Produce an exact copy of the lines from the line containing "for every instance of the player's left" through the last line of the listing below, both ends included, and nothing else.

[Location annotation dataset excerpts]
-=-=-=-=-

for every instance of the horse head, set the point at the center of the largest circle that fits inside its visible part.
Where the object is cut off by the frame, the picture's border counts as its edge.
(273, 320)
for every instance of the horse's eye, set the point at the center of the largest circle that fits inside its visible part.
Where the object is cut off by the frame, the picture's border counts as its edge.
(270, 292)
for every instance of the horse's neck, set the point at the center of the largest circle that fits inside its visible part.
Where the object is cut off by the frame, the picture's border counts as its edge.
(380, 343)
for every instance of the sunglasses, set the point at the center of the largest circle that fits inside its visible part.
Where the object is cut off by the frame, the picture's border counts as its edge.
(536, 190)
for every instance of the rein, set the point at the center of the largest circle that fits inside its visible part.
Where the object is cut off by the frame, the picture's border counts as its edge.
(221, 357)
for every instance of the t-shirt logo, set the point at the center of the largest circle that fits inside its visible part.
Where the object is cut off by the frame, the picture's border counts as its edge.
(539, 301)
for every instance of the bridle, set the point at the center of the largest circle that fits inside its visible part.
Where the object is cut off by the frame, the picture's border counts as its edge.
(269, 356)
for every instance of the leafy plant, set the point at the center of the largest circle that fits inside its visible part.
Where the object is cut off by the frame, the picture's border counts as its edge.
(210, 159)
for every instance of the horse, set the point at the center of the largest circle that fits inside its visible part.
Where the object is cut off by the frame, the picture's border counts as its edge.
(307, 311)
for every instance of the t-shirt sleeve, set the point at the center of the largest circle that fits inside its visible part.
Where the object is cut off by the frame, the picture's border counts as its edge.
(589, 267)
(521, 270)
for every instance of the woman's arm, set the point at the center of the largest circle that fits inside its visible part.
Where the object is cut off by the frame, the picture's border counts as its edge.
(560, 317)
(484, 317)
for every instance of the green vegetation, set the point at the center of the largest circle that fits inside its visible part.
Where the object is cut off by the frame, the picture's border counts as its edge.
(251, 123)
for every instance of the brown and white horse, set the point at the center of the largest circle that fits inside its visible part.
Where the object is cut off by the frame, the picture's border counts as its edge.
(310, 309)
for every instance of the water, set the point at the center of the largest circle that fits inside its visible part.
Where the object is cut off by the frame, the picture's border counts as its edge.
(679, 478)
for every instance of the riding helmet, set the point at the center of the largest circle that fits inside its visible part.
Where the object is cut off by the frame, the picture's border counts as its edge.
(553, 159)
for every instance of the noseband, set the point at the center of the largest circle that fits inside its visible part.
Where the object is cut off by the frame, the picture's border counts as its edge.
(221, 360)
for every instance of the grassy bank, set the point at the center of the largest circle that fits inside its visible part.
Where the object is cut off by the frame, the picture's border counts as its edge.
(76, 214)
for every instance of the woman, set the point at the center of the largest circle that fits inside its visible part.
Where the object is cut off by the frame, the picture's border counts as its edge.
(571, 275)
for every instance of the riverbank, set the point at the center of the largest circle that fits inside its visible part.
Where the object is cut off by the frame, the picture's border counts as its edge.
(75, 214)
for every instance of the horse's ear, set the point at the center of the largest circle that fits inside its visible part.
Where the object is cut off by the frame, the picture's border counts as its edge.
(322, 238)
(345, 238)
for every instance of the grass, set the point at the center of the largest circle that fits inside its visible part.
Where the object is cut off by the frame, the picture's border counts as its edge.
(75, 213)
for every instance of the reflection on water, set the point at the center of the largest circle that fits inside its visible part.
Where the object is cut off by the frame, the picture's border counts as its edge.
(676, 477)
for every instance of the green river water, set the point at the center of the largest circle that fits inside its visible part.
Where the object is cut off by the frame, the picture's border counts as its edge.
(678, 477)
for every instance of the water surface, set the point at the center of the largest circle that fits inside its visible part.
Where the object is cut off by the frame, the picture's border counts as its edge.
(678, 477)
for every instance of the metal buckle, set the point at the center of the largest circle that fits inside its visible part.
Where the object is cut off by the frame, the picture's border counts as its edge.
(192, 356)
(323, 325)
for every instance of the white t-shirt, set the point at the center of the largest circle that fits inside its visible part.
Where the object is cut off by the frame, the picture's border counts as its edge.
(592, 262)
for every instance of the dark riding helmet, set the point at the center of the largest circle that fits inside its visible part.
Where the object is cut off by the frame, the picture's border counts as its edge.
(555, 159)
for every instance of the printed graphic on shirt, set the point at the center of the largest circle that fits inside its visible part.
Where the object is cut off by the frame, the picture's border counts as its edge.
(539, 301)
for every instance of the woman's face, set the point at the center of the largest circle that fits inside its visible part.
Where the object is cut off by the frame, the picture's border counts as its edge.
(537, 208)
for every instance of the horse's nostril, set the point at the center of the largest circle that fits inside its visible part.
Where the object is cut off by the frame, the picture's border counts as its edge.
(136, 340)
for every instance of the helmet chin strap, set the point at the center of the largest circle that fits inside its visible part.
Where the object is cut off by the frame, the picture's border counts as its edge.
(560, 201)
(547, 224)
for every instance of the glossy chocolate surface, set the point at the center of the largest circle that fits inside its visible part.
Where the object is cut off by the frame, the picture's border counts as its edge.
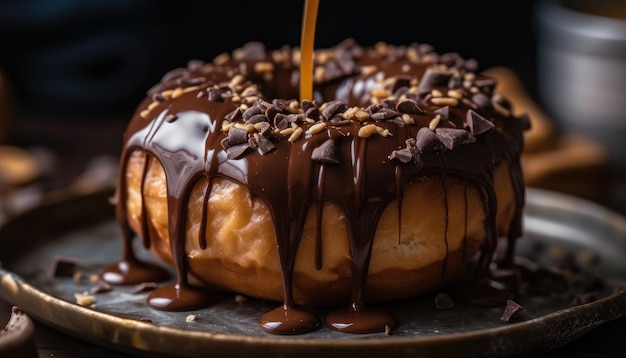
(432, 116)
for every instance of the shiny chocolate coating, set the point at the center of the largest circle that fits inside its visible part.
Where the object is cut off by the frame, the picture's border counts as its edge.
(385, 115)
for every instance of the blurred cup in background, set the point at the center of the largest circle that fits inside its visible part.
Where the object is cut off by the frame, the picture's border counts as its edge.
(581, 69)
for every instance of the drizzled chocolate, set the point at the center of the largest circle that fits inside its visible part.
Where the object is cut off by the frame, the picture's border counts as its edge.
(381, 117)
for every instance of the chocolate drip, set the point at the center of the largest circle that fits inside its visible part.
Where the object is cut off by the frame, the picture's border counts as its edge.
(183, 131)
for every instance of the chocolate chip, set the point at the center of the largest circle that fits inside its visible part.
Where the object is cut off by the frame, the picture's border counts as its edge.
(433, 78)
(427, 141)
(214, 95)
(486, 84)
(101, 287)
(237, 136)
(476, 123)
(451, 137)
(383, 114)
(263, 144)
(403, 155)
(408, 106)
(188, 82)
(252, 111)
(257, 118)
(236, 151)
(325, 153)
(482, 101)
(234, 115)
(334, 108)
(194, 64)
(444, 112)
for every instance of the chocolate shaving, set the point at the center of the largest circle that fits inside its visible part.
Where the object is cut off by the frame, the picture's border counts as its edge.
(452, 137)
(482, 101)
(444, 112)
(262, 144)
(476, 123)
(511, 308)
(428, 142)
(334, 108)
(236, 151)
(403, 155)
(432, 79)
(252, 111)
(408, 106)
(325, 153)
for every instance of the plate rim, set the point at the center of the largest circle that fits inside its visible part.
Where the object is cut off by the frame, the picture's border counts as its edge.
(130, 338)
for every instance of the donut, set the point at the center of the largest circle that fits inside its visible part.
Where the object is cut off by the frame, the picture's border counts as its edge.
(399, 174)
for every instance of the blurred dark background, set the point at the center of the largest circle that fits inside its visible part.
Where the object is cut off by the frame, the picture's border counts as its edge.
(74, 71)
(75, 57)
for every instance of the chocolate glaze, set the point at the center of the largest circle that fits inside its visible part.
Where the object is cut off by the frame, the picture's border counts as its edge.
(180, 124)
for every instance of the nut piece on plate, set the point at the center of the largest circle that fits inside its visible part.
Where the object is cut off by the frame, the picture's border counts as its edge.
(17, 339)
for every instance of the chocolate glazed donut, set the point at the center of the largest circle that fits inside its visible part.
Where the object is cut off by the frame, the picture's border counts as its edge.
(402, 170)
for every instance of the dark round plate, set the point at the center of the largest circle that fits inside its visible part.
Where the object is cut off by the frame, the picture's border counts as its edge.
(83, 228)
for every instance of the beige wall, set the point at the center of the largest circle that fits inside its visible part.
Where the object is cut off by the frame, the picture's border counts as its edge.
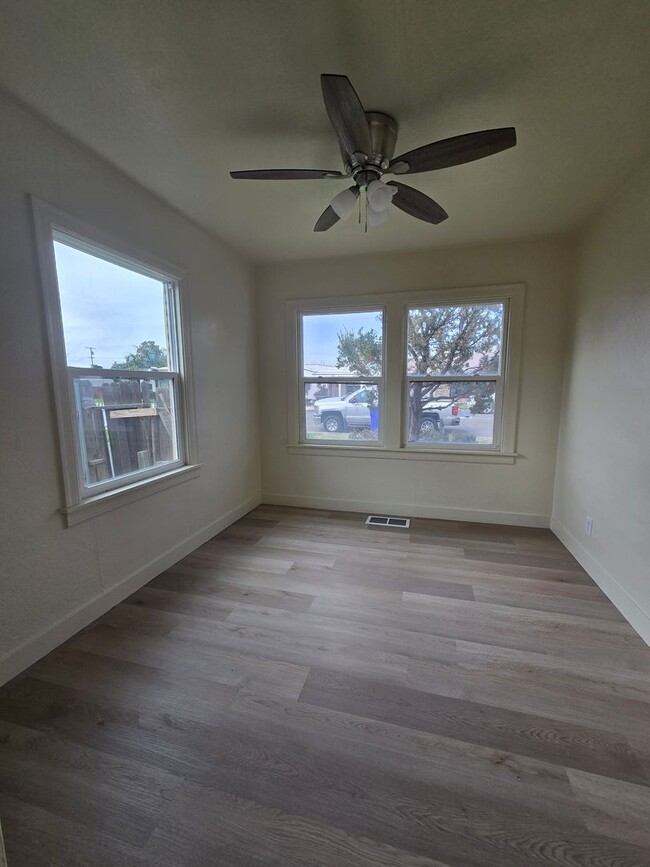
(53, 579)
(603, 467)
(519, 493)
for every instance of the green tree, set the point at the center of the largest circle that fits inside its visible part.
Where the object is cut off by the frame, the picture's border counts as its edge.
(147, 355)
(360, 352)
(441, 341)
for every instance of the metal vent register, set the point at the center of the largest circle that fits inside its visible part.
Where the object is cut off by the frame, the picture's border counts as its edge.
(384, 521)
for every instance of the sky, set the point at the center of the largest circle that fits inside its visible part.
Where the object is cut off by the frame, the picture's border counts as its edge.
(320, 341)
(106, 306)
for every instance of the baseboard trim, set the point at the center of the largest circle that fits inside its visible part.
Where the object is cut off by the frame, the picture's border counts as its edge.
(445, 513)
(35, 648)
(638, 619)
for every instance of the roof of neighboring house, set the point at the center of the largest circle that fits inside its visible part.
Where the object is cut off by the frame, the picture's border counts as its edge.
(325, 370)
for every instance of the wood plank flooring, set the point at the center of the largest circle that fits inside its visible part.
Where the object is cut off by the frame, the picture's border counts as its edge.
(306, 691)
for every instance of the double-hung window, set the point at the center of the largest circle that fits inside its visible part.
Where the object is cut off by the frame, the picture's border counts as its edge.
(341, 382)
(454, 381)
(119, 365)
(412, 374)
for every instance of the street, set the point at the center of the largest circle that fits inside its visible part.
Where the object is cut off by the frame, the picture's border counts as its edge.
(478, 425)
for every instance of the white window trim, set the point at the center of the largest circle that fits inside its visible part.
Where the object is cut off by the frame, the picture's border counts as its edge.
(393, 418)
(82, 503)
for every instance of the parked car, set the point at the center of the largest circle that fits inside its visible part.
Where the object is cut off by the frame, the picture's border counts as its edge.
(353, 411)
(438, 414)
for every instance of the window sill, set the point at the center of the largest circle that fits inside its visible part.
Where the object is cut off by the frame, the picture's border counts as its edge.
(109, 500)
(415, 454)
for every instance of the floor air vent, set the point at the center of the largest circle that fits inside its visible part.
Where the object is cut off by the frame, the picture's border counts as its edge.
(384, 521)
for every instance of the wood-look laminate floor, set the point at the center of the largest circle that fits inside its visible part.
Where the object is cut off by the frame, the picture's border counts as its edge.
(304, 690)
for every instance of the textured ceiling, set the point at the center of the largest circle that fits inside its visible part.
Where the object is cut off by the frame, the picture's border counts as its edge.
(177, 93)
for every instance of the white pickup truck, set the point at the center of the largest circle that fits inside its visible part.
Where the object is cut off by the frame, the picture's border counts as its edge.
(353, 411)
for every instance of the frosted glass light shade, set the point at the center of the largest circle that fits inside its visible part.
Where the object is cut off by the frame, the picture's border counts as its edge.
(380, 195)
(343, 204)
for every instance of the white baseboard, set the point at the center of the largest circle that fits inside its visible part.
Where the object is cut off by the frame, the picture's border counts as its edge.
(638, 619)
(445, 513)
(35, 648)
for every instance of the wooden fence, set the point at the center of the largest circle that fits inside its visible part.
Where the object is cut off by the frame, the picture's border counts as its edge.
(127, 426)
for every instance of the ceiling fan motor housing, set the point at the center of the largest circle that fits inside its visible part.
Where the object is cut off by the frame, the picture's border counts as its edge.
(383, 136)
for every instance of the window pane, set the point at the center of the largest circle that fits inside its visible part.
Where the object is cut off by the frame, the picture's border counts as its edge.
(125, 426)
(112, 315)
(342, 344)
(341, 412)
(453, 339)
(451, 413)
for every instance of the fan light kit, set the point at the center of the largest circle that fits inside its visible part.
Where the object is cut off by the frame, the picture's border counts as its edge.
(367, 140)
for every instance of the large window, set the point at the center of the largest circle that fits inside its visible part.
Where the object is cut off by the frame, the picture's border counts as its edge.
(116, 334)
(420, 374)
(341, 383)
(453, 370)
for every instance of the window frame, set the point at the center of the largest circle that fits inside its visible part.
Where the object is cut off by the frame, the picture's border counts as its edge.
(377, 381)
(498, 378)
(83, 501)
(394, 416)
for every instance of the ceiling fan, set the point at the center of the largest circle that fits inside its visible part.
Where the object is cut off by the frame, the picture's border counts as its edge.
(367, 140)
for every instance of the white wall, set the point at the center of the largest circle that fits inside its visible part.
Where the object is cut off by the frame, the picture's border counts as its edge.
(603, 467)
(53, 580)
(519, 493)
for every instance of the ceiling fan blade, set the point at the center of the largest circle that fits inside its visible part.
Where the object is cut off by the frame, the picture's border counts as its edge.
(416, 204)
(329, 215)
(346, 114)
(287, 174)
(326, 220)
(455, 151)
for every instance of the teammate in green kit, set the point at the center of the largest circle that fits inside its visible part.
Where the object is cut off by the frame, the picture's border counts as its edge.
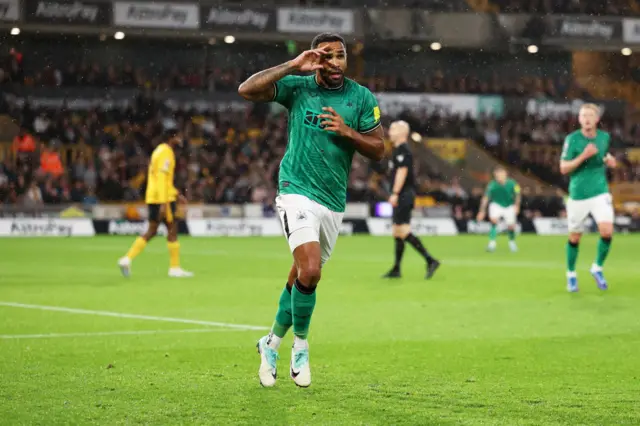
(504, 194)
(585, 158)
(330, 118)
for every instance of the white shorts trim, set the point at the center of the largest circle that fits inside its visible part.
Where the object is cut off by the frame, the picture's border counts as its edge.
(599, 207)
(304, 221)
(508, 214)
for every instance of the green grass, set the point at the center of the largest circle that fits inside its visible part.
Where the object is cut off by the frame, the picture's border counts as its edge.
(493, 339)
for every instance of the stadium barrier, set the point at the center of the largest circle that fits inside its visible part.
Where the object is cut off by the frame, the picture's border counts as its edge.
(271, 227)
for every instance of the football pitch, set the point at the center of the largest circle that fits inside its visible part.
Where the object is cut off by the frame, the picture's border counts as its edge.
(492, 339)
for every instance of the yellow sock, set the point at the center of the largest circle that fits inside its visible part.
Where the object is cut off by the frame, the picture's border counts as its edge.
(174, 254)
(136, 248)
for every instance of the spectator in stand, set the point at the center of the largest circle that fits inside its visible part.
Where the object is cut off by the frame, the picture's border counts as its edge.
(33, 197)
(24, 145)
(50, 162)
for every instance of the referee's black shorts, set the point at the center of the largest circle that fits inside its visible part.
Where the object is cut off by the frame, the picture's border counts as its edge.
(402, 213)
(155, 216)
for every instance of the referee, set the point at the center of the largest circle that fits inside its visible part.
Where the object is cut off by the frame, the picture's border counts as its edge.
(402, 199)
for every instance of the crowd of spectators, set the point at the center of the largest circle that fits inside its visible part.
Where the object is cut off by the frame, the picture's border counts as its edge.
(229, 157)
(439, 82)
(567, 7)
(233, 157)
(218, 79)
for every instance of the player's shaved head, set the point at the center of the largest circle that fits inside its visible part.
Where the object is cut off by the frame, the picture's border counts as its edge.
(589, 117)
(500, 173)
(333, 59)
(593, 107)
(327, 38)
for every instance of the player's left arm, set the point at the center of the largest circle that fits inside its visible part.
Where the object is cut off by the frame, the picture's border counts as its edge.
(368, 138)
(369, 144)
(609, 160)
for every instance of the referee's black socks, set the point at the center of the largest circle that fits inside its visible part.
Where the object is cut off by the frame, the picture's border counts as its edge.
(417, 244)
(399, 253)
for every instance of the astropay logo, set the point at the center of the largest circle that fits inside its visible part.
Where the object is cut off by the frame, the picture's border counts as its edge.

-=-=-=-=-

Response to the task:
for every instance of the player's left arm, set the point at the center of the largest circle that fits inside its visible part.
Where the object is cut off by the frame, the picture's border counts as its edge.
(368, 138)
(369, 144)
(609, 160)
for every instance of the referee's black socks, set the point at the center of the largest circle that fits inside its visible part.
Where the object is cut off by the frame, the picture's border counts as its edge.
(417, 244)
(399, 253)
for every instance of the astropay logo, set the point at the center of the largest circle that fits inside its visible part.
Where the object is cut off by the frame, the picture's border counts as its edge.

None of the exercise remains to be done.